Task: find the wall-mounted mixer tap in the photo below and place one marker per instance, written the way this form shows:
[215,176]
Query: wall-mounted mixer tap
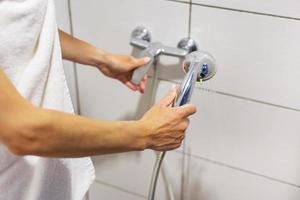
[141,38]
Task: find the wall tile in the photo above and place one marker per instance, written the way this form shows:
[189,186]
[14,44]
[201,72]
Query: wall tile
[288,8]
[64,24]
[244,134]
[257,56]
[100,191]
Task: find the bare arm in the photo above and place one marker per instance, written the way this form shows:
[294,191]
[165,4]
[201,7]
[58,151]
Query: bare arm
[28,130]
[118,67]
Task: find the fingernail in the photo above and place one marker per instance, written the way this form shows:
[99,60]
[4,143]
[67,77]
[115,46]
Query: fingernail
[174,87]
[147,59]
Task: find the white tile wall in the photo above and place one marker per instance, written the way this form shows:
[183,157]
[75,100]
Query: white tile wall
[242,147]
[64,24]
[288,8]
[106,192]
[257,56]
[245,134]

+++

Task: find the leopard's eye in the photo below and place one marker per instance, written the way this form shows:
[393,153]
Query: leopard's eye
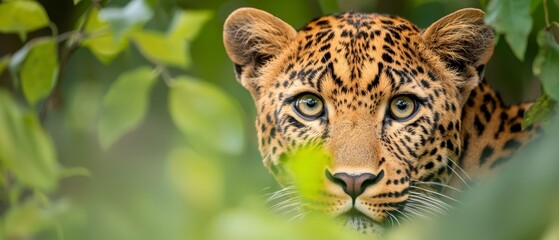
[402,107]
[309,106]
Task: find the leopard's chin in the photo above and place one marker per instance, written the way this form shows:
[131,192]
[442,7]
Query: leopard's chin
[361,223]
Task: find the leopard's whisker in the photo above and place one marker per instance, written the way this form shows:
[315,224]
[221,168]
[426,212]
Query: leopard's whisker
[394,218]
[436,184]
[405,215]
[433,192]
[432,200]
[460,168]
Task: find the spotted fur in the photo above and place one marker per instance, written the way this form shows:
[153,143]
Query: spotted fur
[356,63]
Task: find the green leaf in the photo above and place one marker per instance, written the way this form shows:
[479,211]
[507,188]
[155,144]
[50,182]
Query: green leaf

+++

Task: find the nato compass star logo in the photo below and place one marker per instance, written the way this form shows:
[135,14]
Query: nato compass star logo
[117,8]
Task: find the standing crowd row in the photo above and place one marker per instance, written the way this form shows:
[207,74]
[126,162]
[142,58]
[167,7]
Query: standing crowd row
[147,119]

+++

» Exercise details
Every line in the data above that contains "leaf" needs to be copied.

» Task output
Task: find the green leaf in the photo above and place one marker per instance, written the way this form shows:
Query: green leaf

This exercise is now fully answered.